(QUOTED PASSAGE)
So my f'iance is a successful artist (painter) and I started working for him as his promoter & assistant. (Before I bartended) everything has been going well the past year and a half but a few monthes ago sales have been downhill and we have 4 weddings coming up lots of expensives. We started fighting because I need things and I want to work but he doesn't want me to he says "it's just a rough time" we'll get through it. What should I do?
You don't have a job??
HOw could you possibly not have a job --- what were you doing for a living before you met this guy?
I find this very disturbing that he's controlling about your wanting to work -- I am an artist too and wow, you need something to fall back on when sales are slow or when times are lean. Musicians know that, writers know it, just about everybody in the arts is fully aware of this.
There are many many problems here:
His drinking eclipses all of them
He's giving you flak about working --- and evidently there are money problems and you and he are arguing over that.
AND he can't seem to get it that you are your own person: WHY is he so hell bent on you not working?
And oh yeah...you have no sexual interest in him -- yet you're full speed ahead on planning a wedding to this jerk! WHYYY do you want to marry somebody you have no desire to have sex with?
I still say you need to leave this guy, just because of his drinking. Don't marry this guy --- I guarantee you you'll be back on thsee boards after your wedding with a sh!tload of complaints about how horrible life to a drunk is. Don't say we didn't warn ya.
None of this is meant to be snarky of rude...
I really feel bad for you because I ruely believe you arein denial. None of the behavior your FI has displayed is okay or appropriate. I blieve we told you to leave him because his problems will only get worse and you can't change him. We are not going to give you advice on having more sex with a man we think you should leave.
This. All of this. Why are you wasting your time with this jerk??? WHY????
You don't need a better sex drive- you need a better man.
The man(and I am using this term loosely) you have described on the boards is a drunk, lazy, angry person. He takes you for granted (your own words) and scares you and pushes you (again, your own words). You aren't attracted to him sexually because you know he is a bad person.
I would usually encourage people to work through there problems, but in this case I can't. It's not healthy for you to be in a relationship like this. Once the two of you get married, it will only get worse. His mentality will change from "What can I get away with?" to "Now that we're married, I can do whatever I want." Which to me, it already seems like the case.
Get out of the relationship. asap.
Just so you know, psychological causes do affect sex drive which it appears your fianc? gives you stress, anxiety, depression, etc. Depending on how long you've had low libido, I suggest seeing Dr because it could also be medically related (cancer, diabetes, neurological) that affects sex drive. I recall we all gave you advice to not get married but you're in denial, it might be your insecurity that doesn't think you can do better. Hopefully, you will see a therapist soon to know you should be treated with upmost respect, admiration, affection, etc. This is the person you'll spend forever with and you shouldn't be stressed out when you're not even married yet. When you get married, things will get 'comfortable' and he will know he can step on you and you won't leave...good luck and hoping you get help, to move on without him.
And even if he is sober as the proverbial judge, rethink any man who will not permit you to work!!!
That in itself is abusive and controlling.
You also will be walking on eggs with this jerk -- you'll be walking on eggs when he drinks and you'll be on them constantly even when he is NOT drinking. Who know what he will restrict you from doing next?
If you are sitting home all day with no money and pretty much can't go anwhere or do anything because you have no job and no money, thanks to this guy...wow, don't ask me what I think of a creep like your FI.
Get out NOW. You are only engaged to this jerk; you have no legal and binding contract between the 2 of you.
(End QUOTED PASSAGE)
__TASKS FOR THIS EXERCISE__
1: In the forum thread, what was the original poster's job before she became her fiancé's promoter and assistant?
2: Rewrite the forum thread from "AND he can't" up to and including "snarky of rude...", with "guy" replaced by "man".
(DATASET ENTRIES)
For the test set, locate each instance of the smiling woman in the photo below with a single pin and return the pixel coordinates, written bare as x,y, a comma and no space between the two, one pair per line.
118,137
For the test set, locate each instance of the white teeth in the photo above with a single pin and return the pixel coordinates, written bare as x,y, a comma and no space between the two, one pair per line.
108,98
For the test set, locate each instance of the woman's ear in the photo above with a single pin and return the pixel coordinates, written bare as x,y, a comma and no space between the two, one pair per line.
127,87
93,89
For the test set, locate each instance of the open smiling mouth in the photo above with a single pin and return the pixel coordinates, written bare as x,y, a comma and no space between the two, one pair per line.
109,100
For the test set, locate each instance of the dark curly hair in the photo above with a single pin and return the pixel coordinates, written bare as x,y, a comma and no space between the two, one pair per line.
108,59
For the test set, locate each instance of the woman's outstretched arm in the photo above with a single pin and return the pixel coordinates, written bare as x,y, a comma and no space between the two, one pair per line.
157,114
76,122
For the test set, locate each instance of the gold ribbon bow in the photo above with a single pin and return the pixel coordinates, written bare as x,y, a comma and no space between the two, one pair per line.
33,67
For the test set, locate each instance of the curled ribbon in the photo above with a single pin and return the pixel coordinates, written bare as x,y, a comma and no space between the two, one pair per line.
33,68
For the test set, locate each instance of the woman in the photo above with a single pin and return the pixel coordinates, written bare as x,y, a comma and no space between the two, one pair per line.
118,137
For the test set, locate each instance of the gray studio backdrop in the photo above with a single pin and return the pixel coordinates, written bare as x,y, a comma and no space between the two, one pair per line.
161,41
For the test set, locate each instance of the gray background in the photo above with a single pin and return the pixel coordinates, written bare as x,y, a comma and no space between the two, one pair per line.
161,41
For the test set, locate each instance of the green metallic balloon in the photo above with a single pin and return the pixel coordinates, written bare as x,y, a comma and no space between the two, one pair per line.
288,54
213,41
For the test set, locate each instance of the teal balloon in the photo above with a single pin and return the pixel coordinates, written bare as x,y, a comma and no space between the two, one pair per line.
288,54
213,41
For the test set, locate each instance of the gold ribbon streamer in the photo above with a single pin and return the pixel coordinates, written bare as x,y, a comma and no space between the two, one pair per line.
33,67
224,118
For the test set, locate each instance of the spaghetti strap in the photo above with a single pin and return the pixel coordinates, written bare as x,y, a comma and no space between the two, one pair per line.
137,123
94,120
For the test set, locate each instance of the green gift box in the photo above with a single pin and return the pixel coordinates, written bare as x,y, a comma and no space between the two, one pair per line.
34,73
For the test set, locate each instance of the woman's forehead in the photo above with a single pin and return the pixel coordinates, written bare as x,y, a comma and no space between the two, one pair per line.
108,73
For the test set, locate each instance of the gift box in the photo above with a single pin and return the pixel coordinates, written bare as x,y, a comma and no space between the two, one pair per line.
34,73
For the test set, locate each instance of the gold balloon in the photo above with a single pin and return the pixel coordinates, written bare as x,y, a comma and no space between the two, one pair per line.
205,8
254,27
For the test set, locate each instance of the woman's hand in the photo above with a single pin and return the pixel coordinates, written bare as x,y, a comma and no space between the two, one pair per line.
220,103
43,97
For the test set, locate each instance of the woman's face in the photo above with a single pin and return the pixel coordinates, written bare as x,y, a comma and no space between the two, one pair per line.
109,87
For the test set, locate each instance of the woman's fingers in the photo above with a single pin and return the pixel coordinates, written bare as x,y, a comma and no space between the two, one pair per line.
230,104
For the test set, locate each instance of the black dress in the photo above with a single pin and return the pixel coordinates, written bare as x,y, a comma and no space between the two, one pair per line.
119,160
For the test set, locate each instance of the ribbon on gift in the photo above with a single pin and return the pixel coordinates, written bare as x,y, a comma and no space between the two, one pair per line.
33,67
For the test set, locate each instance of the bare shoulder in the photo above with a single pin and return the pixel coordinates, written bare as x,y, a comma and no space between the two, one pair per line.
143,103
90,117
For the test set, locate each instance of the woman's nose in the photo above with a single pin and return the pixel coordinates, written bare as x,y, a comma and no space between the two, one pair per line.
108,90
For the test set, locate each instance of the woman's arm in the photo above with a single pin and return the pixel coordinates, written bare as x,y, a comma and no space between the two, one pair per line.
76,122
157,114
(End DATASET ENTRIES)
__SET OF ANSWERS__
1: She bartended.

2:
AND he can't seem to get it that you are your own person: WHY is he so hell bent on you not working?
And oh yeah...you have no sexual interest in him -- yet you're full speed ahead on planning a wedding to this jerk! WHYYY do you want to marry somebody you have no desire to have sex with?
I still say you need to leave this man, just because of his drinking. Don't marry this man --- I guarantee you you'll be back on thsee boards after your wedding with a sh!tload of complaints about how horrible life to a drunk is. Don't say we didn't warn ya.
None of this is meant to be snarky of rude...